WHAT TO WORK ON: Copy the records from the line containing "query (the noun phrase to segment): lamp post" through the line containing "of the lamp", swapping "lamp post" for "street light" and changing nothing else.

[START SUPPLIED MATERIAL]

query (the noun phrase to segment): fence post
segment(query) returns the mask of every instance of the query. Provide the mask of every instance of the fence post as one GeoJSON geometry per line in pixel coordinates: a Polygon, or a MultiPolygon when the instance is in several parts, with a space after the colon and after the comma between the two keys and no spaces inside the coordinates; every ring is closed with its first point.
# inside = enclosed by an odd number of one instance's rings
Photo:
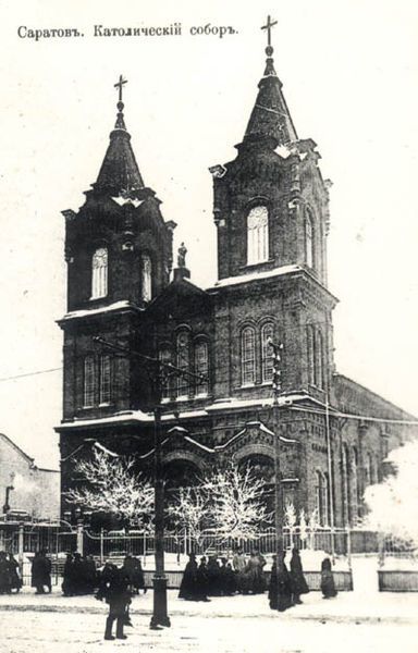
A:
{"type": "Polygon", "coordinates": [[[347,525],[347,558],[348,569],[352,570],[352,531],[349,525],[347,525]]]}
{"type": "Polygon", "coordinates": [[[103,527],[100,529],[100,565],[104,562],[103,527]]]}
{"type": "Polygon", "coordinates": [[[17,559],[19,559],[19,568],[21,570],[21,578],[23,580],[23,523],[19,525],[19,537],[17,537],[17,559]]]}
{"type": "Polygon", "coordinates": [[[84,553],[84,529],[83,521],[77,521],[77,553],[84,553]]]}

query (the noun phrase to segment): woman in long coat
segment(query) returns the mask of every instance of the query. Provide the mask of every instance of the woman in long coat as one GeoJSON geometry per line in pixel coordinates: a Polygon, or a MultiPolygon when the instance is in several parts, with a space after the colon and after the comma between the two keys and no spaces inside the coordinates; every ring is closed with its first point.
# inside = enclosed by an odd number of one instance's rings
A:
{"type": "Polygon", "coordinates": [[[188,557],[189,560],[184,570],[180,586],[179,599],[184,599],[185,601],[200,601],[201,592],[198,581],[196,556],[194,553],[189,553],[188,557]]]}
{"type": "Polygon", "coordinates": [[[324,558],[321,564],[321,592],[323,599],[333,599],[337,594],[330,558],[324,558]]]}
{"type": "Polygon", "coordinates": [[[302,603],[300,594],[307,594],[309,592],[309,588],[308,583],[305,580],[304,570],[302,568],[300,555],[297,549],[294,549],[292,551],[291,583],[293,603],[302,603]]]}
{"type": "Polygon", "coordinates": [[[284,612],[292,605],[292,583],[284,563],[285,552],[282,553],[282,570],[278,572],[276,556],[273,555],[269,584],[269,605],[271,609],[278,609],[279,612],[284,612]]]}

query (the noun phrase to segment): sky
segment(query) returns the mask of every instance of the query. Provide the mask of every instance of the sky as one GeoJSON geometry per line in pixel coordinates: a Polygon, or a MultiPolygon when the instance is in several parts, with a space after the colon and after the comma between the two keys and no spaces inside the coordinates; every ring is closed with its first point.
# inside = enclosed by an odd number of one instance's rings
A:
{"type": "Polygon", "coordinates": [[[216,281],[210,165],[235,156],[274,61],[300,138],[333,182],[328,243],[336,368],[418,416],[418,4],[413,0],[0,2],[0,432],[57,468],[65,312],[64,219],[95,182],[115,120],[177,223],[192,280],[216,281]],[[182,24],[181,36],[95,37],[94,26],[182,24]],[[192,35],[193,26],[234,34],[192,35]],[[19,38],[78,28],[83,38],[19,38]],[[35,371],[46,373],[10,379],[35,371]]]}

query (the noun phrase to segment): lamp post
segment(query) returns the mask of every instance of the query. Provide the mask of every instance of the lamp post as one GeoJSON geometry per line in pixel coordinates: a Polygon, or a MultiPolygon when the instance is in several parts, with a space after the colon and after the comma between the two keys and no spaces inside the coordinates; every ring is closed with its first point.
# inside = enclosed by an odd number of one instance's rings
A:
{"type": "Polygon", "coordinates": [[[153,407],[153,486],[155,486],[155,559],[156,570],[152,578],[153,586],[153,608],[149,624],[151,629],[159,626],[171,626],[167,606],[167,576],[164,574],[164,481],[161,456],[161,399],[162,391],[167,387],[172,377],[187,377],[194,379],[197,383],[206,381],[206,377],[194,374],[188,370],[181,369],[171,362],[161,360],[158,356],[147,356],[140,352],[135,352],[122,345],[110,343],[100,336],[93,338],[96,343],[103,345],[109,349],[123,353],[127,356],[135,356],[143,361],[149,372],[149,379],[152,385],[153,407]]]}
{"type": "Polygon", "coordinates": [[[275,527],[275,574],[278,587],[278,609],[281,612],[286,607],[285,596],[280,592],[279,580],[283,578],[283,486],[280,471],[280,406],[279,395],[282,389],[281,383],[281,352],[282,343],[275,344],[270,341],[273,349],[273,419],[274,419],[274,527],[275,527]]]}

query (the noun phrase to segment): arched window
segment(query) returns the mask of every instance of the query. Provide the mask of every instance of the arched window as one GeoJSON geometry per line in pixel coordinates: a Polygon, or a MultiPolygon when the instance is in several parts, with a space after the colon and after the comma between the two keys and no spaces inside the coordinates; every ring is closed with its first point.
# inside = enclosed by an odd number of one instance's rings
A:
{"type": "Polygon", "coordinates": [[[270,383],[273,379],[273,341],[274,328],[271,322],[261,328],[261,382],[270,383]]]}
{"type": "Polygon", "coordinates": [[[254,207],[247,215],[247,263],[261,263],[269,258],[269,211],[254,207]]]}
{"type": "Polygon", "coordinates": [[[142,296],[144,301],[152,299],[152,262],[148,254],[140,257],[142,296]]]}
{"type": "MultiPolygon", "coordinates": [[[[187,331],[182,331],[177,335],[177,368],[184,372],[189,371],[189,335],[187,331]]],[[[177,377],[177,398],[186,398],[189,394],[189,377],[187,373],[177,377]]]]}
{"type": "Polygon", "coordinates": [[[85,408],[95,405],[95,358],[88,355],[84,359],[83,405],[85,408]]]}
{"type": "Polygon", "coordinates": [[[323,389],[323,337],[319,329],[315,337],[315,385],[323,389]]]}
{"type": "Polygon", "coordinates": [[[352,485],[352,523],[353,526],[356,525],[357,520],[358,520],[358,505],[359,505],[359,501],[360,501],[360,495],[359,495],[359,484],[358,484],[358,454],[357,454],[357,449],[353,447],[353,452],[352,452],[352,479],[353,479],[353,485],[352,485]]]}
{"type": "Polygon", "coordinates": [[[305,261],[309,268],[315,267],[314,224],[310,211],[306,211],[305,214],[305,261]]]}
{"type": "Polygon", "coordinates": [[[308,350],[308,382],[310,385],[315,384],[315,337],[314,326],[307,324],[306,326],[307,337],[307,350],[308,350]]]}
{"type": "Polygon", "coordinates": [[[99,403],[109,404],[111,397],[111,367],[109,354],[100,356],[99,403]]]}
{"type": "MultiPolygon", "coordinates": [[[[159,359],[161,360],[161,362],[164,364],[169,364],[172,362],[172,358],[171,358],[171,348],[169,345],[162,345],[160,348],[160,353],[159,353],[159,359]]],[[[170,399],[171,396],[171,383],[170,383],[170,377],[167,374],[167,368],[162,369],[162,375],[164,379],[164,383],[162,383],[162,387],[161,387],[161,399],[170,399]]]]}
{"type": "Polygon", "coordinates": [[[96,249],[91,259],[91,299],[106,297],[108,294],[108,250],[96,249]]]}
{"type": "Polygon", "coordinates": [[[351,522],[351,473],[346,444],[343,444],[341,449],[341,485],[344,525],[348,525],[351,522]]]}
{"type": "Polygon", "coordinates": [[[206,341],[199,341],[195,345],[195,373],[201,379],[196,379],[196,395],[207,395],[209,391],[209,357],[206,341]]]}
{"type": "Polygon", "coordinates": [[[241,334],[242,384],[253,385],[256,380],[256,347],[253,326],[245,326],[241,334]]]}

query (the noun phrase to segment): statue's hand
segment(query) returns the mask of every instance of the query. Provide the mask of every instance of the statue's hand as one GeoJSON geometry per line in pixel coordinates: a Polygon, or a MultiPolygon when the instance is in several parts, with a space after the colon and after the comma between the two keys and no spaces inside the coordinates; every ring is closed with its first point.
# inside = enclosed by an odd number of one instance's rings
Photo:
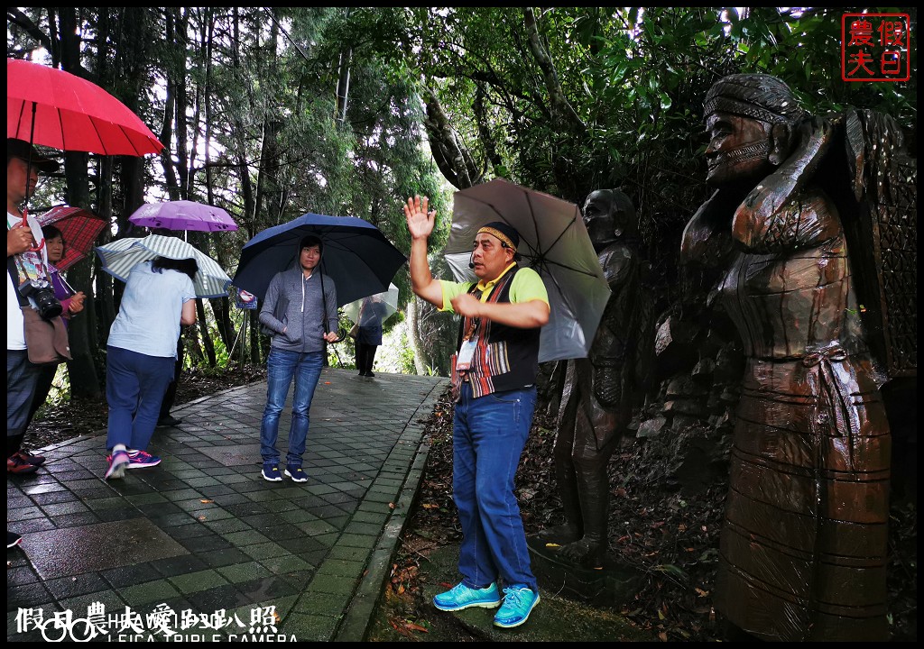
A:
{"type": "Polygon", "coordinates": [[[606,543],[591,541],[585,536],[579,541],[563,546],[558,554],[562,559],[585,568],[602,568],[606,543]]]}

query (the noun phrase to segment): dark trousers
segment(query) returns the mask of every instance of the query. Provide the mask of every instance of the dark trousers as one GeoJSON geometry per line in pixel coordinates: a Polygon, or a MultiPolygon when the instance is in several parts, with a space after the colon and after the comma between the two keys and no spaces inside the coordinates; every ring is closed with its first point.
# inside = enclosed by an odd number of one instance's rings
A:
{"type": "Polygon", "coordinates": [[[372,371],[375,350],[378,348],[377,344],[356,343],[356,368],[359,370],[360,374],[369,374],[372,371]]]}
{"type": "Polygon", "coordinates": [[[35,394],[32,395],[32,404],[29,408],[29,419],[26,420],[28,427],[32,423],[32,417],[39,412],[48,398],[48,392],[52,390],[52,383],[55,382],[55,375],[57,374],[57,366],[54,364],[39,366],[38,382],[35,384],[35,394]]]}
{"type": "Polygon", "coordinates": [[[19,450],[26,433],[39,368],[40,366],[30,363],[26,350],[6,350],[6,457],[19,450]]]}

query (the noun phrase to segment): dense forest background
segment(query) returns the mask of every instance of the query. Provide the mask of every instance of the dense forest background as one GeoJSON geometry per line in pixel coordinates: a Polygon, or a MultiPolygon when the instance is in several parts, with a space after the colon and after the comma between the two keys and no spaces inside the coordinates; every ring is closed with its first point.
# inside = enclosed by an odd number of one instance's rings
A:
{"type": "MultiPolygon", "coordinates": [[[[185,198],[240,225],[188,235],[232,276],[248,239],[309,211],[365,219],[407,254],[400,203],[420,194],[438,210],[435,264],[456,188],[502,176],[581,204],[622,187],[666,306],[680,233],[706,197],[701,110],[718,78],[776,75],[815,114],[888,113],[916,150],[917,48],[906,83],[842,81],[848,10],[10,7],[6,53],[99,84],[165,145],[60,154],[30,209],[89,208],[112,223],[100,244],[140,235],[128,217],[142,203],[185,198]]],[[[914,42],[917,11],[900,10],[914,42]]],[[[96,399],[120,286],[92,256],[67,280],[89,296],[70,328],[70,391],[96,399]]],[[[445,374],[452,323],[413,299],[406,270],[395,282],[407,371],[445,374]]],[[[266,342],[233,300],[199,308],[188,363],[225,365],[231,350],[261,362],[266,342]]]]}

[END SUPPLIED MATERIAL]

SOLUTION TO THE PROBLEM:
query (the noun phrase to segment): street light
segment(query) returns the mask of every instance of the query. Provide the mask of every instance of the street light as one GeoJSON geometry per line in pixel coordinates: a Polygon, or a MultiPolygon when the instance is in several parts, with a space after the colon and after the comma between the two keys and no spaces inside the coordinates; every ring is closed with its first point.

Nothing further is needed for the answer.